Extracted information:
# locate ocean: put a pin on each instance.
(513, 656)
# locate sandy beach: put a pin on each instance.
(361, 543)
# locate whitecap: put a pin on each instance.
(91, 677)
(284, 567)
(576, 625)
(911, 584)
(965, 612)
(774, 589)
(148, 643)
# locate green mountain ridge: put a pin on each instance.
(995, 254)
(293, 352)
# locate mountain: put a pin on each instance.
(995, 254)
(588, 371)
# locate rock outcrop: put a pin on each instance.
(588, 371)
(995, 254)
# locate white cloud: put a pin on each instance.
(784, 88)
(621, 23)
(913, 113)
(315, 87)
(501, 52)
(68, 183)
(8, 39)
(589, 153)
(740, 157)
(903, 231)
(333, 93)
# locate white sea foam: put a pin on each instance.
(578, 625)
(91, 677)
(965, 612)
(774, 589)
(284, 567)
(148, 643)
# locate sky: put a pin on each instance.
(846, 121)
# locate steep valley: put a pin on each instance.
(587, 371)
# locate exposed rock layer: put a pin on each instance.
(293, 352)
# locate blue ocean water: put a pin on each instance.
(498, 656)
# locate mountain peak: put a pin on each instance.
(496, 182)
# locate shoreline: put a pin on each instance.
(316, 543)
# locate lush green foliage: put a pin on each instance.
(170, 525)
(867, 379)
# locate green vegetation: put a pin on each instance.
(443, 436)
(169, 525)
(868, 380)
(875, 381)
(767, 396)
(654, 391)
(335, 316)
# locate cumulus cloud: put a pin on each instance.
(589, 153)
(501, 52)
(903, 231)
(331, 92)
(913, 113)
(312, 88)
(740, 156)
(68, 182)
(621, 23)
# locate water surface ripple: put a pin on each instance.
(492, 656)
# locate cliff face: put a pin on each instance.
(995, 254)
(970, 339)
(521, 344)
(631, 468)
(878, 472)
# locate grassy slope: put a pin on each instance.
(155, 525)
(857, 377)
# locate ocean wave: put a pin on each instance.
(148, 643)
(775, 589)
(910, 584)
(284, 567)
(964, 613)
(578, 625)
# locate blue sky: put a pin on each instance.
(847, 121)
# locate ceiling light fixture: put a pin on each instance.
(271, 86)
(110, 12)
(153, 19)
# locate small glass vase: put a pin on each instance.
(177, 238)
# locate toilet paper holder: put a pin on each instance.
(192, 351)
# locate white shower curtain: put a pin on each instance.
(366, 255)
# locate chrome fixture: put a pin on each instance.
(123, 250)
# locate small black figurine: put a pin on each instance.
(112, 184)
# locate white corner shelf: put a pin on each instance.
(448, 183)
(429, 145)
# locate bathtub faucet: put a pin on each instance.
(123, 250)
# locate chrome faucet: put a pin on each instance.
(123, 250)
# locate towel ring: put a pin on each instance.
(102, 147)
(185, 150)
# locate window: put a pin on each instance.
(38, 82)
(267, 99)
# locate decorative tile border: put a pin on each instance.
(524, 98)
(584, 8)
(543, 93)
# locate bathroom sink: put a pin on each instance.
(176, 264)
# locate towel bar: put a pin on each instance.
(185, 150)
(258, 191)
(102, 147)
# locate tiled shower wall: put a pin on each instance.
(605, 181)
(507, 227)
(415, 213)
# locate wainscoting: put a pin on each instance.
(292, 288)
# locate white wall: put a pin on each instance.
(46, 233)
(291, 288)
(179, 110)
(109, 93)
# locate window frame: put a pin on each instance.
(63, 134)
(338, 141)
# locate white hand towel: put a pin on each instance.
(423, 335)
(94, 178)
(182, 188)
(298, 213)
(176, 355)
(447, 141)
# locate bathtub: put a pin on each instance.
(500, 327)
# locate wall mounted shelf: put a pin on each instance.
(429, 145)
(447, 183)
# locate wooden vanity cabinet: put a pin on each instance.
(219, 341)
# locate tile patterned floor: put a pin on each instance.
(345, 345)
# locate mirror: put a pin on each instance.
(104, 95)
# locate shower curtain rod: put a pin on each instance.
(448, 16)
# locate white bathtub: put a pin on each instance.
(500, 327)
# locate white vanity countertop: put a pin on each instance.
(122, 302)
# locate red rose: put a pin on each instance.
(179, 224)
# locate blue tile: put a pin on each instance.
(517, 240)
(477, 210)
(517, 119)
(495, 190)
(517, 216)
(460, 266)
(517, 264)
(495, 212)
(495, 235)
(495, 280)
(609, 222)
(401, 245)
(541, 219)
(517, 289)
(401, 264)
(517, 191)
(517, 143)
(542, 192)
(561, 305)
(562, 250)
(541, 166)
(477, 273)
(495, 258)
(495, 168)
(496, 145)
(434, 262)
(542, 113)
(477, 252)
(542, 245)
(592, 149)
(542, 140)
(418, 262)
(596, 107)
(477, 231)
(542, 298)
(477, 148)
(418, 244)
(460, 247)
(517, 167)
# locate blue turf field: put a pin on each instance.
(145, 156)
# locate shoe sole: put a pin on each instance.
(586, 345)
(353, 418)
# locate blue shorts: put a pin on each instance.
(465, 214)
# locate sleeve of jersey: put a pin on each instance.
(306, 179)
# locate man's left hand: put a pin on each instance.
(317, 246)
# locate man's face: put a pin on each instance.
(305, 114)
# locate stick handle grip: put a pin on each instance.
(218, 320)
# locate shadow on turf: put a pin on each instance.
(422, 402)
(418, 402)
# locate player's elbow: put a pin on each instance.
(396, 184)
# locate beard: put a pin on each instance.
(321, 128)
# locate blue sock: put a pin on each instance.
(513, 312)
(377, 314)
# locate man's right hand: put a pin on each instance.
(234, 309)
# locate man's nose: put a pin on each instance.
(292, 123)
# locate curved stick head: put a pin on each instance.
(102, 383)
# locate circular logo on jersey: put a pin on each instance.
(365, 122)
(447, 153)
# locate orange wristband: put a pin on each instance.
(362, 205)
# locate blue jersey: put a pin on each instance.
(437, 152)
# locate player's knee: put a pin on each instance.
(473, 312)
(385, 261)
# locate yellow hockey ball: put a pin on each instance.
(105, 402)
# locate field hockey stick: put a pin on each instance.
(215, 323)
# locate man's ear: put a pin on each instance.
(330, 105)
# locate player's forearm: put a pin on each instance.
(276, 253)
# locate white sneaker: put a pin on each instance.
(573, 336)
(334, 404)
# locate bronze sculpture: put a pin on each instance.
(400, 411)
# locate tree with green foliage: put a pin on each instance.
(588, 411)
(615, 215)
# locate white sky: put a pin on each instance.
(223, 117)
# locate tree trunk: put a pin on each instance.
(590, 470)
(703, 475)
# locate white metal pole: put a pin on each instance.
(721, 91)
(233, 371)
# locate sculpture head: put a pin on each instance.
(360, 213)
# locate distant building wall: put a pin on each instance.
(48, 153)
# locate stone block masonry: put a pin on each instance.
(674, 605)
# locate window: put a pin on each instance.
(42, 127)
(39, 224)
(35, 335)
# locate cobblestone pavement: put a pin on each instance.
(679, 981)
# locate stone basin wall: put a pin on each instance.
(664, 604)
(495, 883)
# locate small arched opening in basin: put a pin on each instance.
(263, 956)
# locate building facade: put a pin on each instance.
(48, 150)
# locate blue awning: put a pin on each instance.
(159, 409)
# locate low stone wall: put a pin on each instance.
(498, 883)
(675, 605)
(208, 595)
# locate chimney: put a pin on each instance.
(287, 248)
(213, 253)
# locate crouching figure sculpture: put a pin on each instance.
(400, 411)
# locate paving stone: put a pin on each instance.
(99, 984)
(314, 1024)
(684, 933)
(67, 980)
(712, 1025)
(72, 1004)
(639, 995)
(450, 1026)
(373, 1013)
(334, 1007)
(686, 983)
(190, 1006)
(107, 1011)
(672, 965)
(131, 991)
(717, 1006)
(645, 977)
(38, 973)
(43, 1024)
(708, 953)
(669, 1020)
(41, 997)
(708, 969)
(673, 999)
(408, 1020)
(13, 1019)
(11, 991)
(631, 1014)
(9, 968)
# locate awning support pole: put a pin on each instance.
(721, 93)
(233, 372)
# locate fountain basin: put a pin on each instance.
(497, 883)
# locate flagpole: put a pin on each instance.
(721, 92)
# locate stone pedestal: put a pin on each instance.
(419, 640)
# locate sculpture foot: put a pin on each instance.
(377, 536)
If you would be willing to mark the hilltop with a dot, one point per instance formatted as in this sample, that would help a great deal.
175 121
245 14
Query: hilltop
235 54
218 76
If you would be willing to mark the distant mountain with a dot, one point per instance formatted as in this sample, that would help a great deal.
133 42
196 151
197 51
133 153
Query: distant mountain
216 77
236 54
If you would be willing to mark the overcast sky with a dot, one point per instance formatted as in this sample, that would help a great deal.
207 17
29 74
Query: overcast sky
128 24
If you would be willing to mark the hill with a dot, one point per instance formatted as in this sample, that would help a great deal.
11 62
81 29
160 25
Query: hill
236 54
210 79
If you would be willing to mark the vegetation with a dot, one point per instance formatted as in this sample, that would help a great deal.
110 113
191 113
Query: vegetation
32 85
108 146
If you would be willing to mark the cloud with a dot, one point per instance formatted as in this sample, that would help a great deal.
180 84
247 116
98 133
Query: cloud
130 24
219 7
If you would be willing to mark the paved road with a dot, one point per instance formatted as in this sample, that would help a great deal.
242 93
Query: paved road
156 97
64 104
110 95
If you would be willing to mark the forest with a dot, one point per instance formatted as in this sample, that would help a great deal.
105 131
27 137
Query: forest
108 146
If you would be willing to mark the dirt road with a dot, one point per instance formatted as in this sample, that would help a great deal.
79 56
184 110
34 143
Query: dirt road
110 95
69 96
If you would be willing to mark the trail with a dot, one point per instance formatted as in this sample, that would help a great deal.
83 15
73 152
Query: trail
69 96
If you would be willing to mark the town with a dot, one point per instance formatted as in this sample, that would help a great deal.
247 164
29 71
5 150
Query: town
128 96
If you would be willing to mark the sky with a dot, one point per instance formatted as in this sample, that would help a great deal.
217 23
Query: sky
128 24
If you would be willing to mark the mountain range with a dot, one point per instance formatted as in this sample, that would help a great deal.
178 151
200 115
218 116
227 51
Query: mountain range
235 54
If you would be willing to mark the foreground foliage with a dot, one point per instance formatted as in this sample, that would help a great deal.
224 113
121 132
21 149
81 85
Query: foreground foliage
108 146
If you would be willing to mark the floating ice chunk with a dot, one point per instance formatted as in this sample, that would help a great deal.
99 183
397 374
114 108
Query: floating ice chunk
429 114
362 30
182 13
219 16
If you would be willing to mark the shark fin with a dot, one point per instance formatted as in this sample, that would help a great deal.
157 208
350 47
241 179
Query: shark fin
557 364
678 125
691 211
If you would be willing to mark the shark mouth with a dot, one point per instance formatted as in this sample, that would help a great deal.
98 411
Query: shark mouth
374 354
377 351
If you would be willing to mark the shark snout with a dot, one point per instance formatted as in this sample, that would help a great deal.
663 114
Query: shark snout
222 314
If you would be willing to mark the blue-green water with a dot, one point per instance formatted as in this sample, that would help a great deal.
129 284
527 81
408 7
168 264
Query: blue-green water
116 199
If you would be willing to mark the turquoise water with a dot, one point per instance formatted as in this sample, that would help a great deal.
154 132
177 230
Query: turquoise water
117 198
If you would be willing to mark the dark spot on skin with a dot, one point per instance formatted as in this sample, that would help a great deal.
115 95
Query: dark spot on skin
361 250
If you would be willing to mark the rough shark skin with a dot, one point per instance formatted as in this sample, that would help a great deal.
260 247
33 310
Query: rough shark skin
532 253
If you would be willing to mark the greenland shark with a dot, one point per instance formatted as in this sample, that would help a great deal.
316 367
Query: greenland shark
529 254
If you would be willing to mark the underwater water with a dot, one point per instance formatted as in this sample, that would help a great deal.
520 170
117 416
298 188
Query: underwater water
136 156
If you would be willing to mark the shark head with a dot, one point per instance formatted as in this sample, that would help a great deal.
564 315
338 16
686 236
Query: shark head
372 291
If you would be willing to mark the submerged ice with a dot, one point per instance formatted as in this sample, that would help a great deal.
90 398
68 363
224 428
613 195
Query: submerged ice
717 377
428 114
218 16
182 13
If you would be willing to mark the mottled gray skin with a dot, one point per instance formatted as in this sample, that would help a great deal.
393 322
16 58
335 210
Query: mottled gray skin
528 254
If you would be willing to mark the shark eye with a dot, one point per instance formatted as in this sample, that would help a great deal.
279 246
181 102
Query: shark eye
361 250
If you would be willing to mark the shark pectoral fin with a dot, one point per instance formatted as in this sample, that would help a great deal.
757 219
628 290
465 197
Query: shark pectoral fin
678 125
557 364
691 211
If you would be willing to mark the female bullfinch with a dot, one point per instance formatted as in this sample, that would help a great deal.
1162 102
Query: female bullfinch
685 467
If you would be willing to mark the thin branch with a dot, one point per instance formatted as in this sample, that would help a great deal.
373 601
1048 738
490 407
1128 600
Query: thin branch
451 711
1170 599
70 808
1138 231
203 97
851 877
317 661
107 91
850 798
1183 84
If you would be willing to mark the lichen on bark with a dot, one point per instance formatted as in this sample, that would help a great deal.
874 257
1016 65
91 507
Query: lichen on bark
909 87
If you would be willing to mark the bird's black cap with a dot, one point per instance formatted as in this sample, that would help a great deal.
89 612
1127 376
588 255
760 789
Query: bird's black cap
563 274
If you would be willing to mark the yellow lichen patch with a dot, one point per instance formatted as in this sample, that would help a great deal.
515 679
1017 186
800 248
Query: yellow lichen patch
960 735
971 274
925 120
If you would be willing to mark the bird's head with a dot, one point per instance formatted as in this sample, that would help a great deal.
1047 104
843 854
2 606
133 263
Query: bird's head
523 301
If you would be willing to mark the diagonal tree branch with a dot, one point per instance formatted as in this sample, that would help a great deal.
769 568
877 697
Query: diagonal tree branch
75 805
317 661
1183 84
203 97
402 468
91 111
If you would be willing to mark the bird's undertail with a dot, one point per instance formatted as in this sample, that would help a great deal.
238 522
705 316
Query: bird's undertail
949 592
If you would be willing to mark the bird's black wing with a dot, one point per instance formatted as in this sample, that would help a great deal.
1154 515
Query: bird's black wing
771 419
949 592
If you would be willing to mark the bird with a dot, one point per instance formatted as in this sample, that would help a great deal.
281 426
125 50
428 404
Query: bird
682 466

What you are asked to do: Take the lines above from the one holding "If you would be willing to mark the bird's undertail" to the last and output them exactly.

Solution below:
If you would be willing to mark the bird's undertail with a dot, one point per instance formatted as in this sample, that would help a great deal.
238 522
705 316
Query: bird's undertail
949 592
If you would be willing to mark the bird's black wing with a dot, one point per instance formatted as in this sample, that would help a great deal.
1154 515
Query: bird's black wing
771 419
949 592
If you would be willing to mark the bird with a dot, one point per instance formatted as in this sample, that would help a great deal.
281 426
125 50
428 404
Query: bird
682 466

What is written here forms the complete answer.